> **本文**

╔══

災害時の電源確保に有効な、V2H(Vehicle to Home)について、具体的な仕組みをまだ理解していない方もいるでしょう。
V2Hは停電対策として活用できますが、万全とはいえません。
工務店の営業担当は、V2Hの仕組み・欠点まで理解したうえで、適切な災害対策を提案すべきです。
この記事では、V2Hの概要や仕組み、災害対策に有効な理由と懸念すべきポイントを紹介します。
目次
V2Hとは
V2Hの概要について説明します。
エコカーに興味がある施主は、V2Hにも興味をもつ傾向にあります。
仕組みを理解し、施主からの問い合わせに答えられるようにしておいてください。
V2Hの仕組み
V2Hとは、「Vehicle to Home」の頭文字をとった言葉で、電気自動車に蓄電したエネルギーを家庭で使えるようにする仕組みです。
本来、電気自動車の蓄電池に貯めた電気は、家庭用電気と電流が異なり、自宅で利用できません。
そこで、V2H機器を使用して電流を変換し、自動車の電力を家庭用に変換します。
V2HとV2Lの違い
V2Hと似ているV2Lという言葉の意味を解説します。
V2Lとは「Vehicle to Load」で、車から家電機器などに直接電力を供給する仕組みです。
車載コンセントや外部給電器を使用し、直接電流を電気機器に流して稼働させます。
災害時やアウトドアに活躍する仕組みとして、V2Hと同じく注目を浴びている電源確保の方法です。
V2Hの概要やメリットについては、以下の記事で紹介しています。
V2Hが災害時に有効な理由
近年、災害対策としてV2Hに興味をもつ施主が増えています。
V2Hが災害時に有効とされる理由は、以下のとおりです。
地震や台風による大規模停電に備えて、V2Hを導入したい施主は多いため、工務店側もメリットを理解しておきましょう。
電力復旧の速さ
災害発生でライフラインが停止した場合、電力復旧が最も速いといわれています。
「東京都地域防災計画 (震災編)」によると、電力復旧の目安は1週間です。
ガスの復旧目安が2週間、水道は最大数か月かかると考えると、電力の確保が災害対策に最適な方法です。
例として、東日本大震災発生時の電力復旧状況を紹介します。

╚══

> **課題**
V2Hについての本文をもとに、次の問いに答えてください。
(a) V2Hはどの言葉の頭文字をとったものですか。
(b) V2Lとは、どのような仕組みですか。
(c) 「東京都地域防災計画 (震災編)」によると、電力復旧の目安はどのくらいですか。
レコードを参照する必要はありません。

> **データ抜粋**
╔══

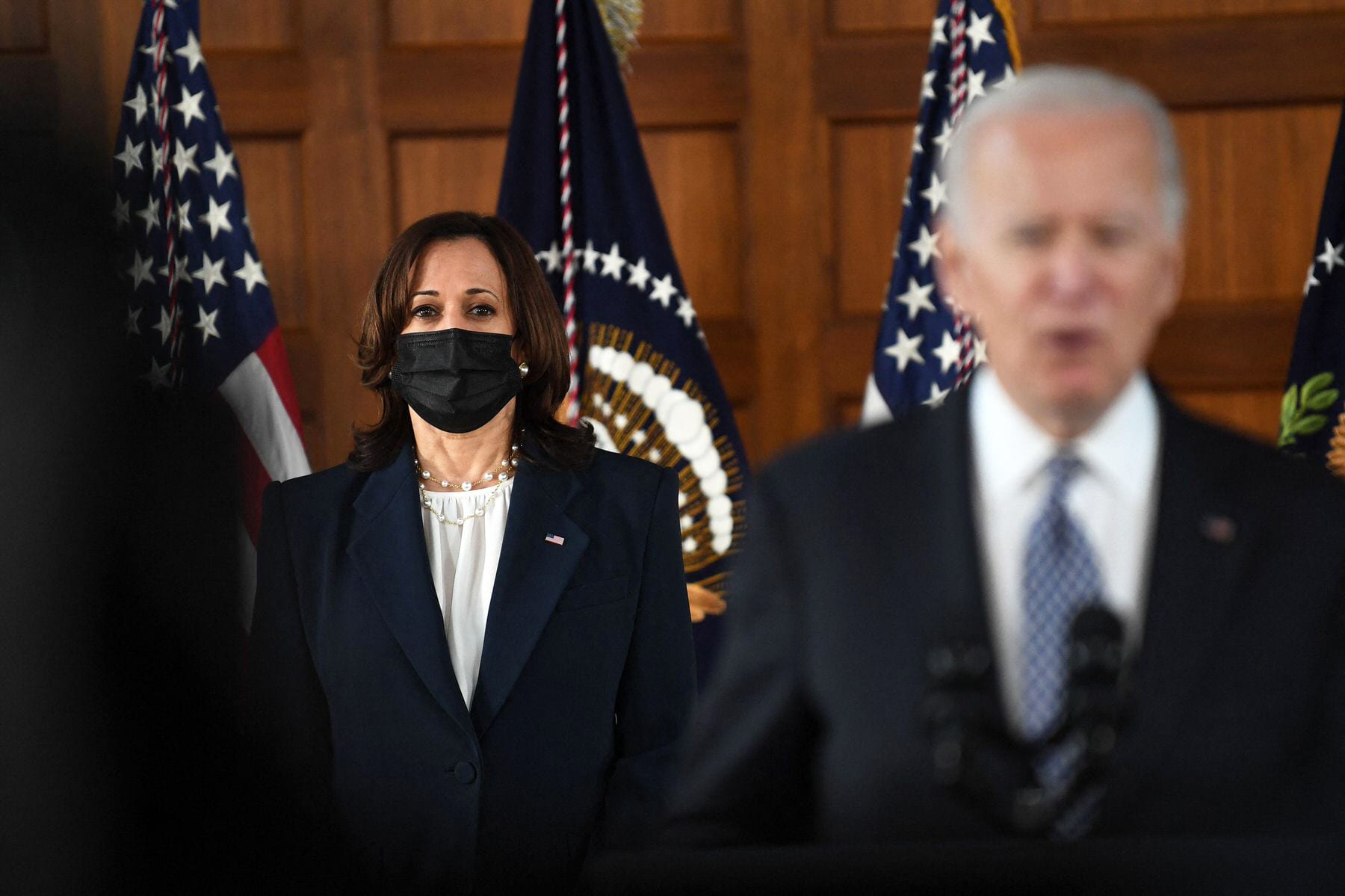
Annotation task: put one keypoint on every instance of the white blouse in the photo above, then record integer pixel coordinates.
(463, 561)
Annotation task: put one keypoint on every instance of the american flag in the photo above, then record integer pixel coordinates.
(1311, 420)
(926, 349)
(201, 319)
(578, 188)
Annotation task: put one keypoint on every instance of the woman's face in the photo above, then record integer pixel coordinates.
(457, 284)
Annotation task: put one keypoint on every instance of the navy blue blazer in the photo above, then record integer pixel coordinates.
(587, 677)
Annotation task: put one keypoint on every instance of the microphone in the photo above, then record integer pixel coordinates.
(1094, 696)
(971, 755)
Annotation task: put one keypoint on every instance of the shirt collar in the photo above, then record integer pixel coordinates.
(1010, 450)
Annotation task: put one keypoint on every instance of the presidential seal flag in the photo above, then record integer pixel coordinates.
(1311, 420)
(576, 185)
(201, 318)
(926, 349)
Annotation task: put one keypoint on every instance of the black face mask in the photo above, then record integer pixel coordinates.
(457, 380)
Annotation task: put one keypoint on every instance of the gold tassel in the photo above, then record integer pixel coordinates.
(622, 19)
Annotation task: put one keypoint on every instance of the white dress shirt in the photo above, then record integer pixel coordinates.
(463, 561)
(1113, 499)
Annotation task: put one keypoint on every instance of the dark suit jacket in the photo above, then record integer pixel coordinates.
(587, 677)
(862, 556)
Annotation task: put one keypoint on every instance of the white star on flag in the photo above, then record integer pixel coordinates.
(250, 272)
(936, 396)
(926, 247)
(222, 164)
(612, 262)
(210, 274)
(206, 324)
(190, 107)
(639, 276)
(217, 217)
(978, 31)
(975, 84)
(685, 311)
(185, 159)
(664, 289)
(906, 350)
(129, 156)
(948, 353)
(1332, 256)
(916, 297)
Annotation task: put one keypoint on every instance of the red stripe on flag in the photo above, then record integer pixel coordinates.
(273, 358)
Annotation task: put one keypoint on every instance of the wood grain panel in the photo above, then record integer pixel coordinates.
(869, 164)
(272, 173)
(1199, 64)
(1255, 179)
(442, 174)
(696, 174)
(687, 20)
(1252, 412)
(248, 25)
(857, 16)
(1087, 11)
(474, 90)
(504, 22)
(23, 26)
(442, 22)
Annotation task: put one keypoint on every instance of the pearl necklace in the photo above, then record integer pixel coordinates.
(507, 466)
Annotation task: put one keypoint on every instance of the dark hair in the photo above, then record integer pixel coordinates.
(539, 336)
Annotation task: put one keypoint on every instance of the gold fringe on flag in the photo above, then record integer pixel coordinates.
(1005, 10)
(622, 19)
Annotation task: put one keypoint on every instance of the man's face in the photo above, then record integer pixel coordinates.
(1064, 262)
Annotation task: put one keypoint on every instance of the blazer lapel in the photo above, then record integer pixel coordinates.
(541, 551)
(388, 546)
(1200, 543)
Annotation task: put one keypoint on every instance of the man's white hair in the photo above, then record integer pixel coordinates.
(1069, 90)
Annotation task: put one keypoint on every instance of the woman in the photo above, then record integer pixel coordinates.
(471, 649)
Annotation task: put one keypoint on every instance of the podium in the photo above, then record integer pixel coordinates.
(1131, 865)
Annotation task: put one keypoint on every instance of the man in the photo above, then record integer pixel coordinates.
(1059, 481)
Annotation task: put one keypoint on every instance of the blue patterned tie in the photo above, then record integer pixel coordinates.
(1059, 578)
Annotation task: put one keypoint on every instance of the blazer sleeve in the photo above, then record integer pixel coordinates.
(658, 684)
(746, 774)
(285, 712)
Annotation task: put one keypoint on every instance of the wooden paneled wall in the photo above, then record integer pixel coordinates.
(778, 134)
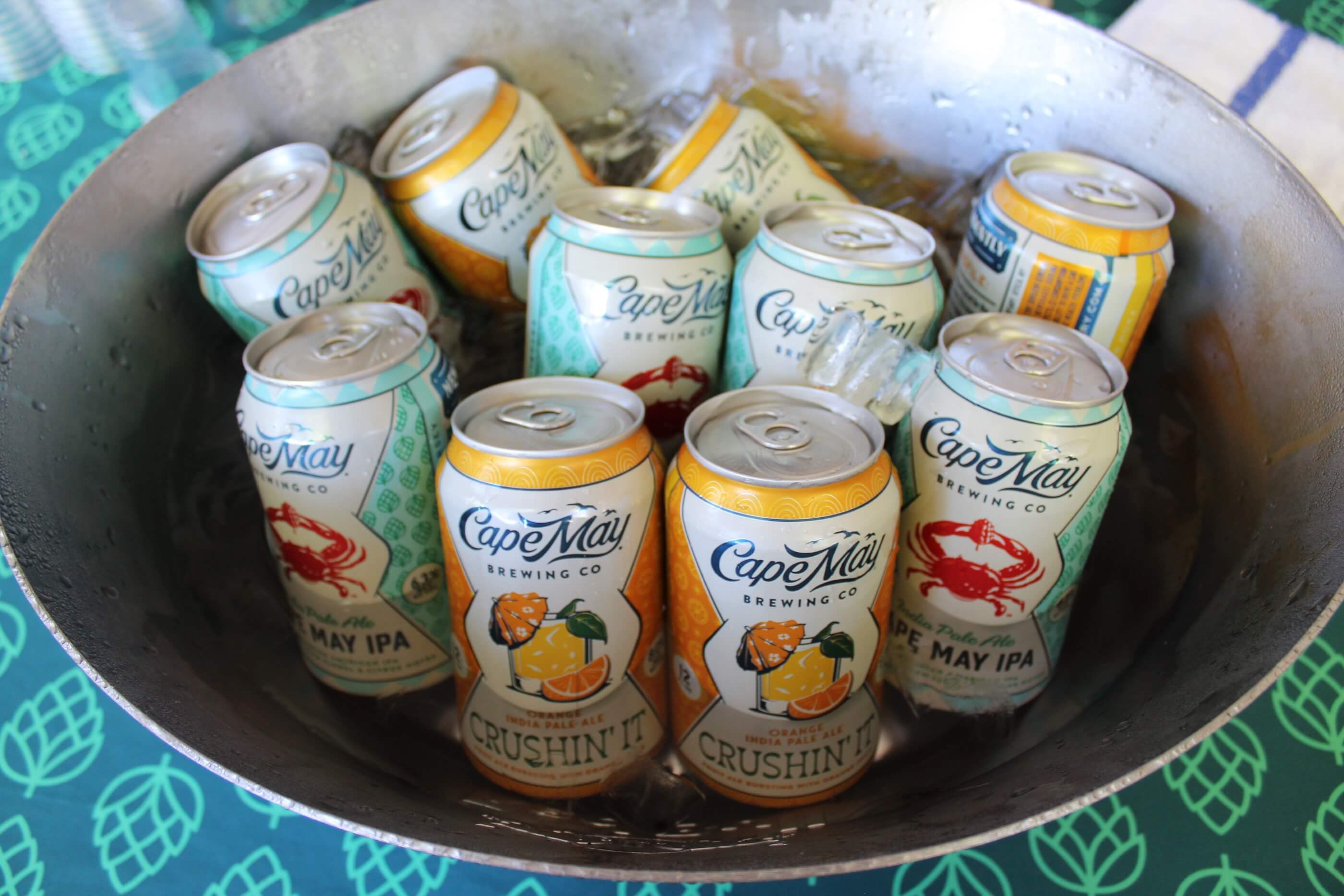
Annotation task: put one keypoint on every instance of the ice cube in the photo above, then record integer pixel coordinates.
(867, 366)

╚══

> **解答例**
(a) 「Vehicle to Home」です。
(b) 車から家電機器などに直接電力を供給する仕組みです。
(c) 1週間です。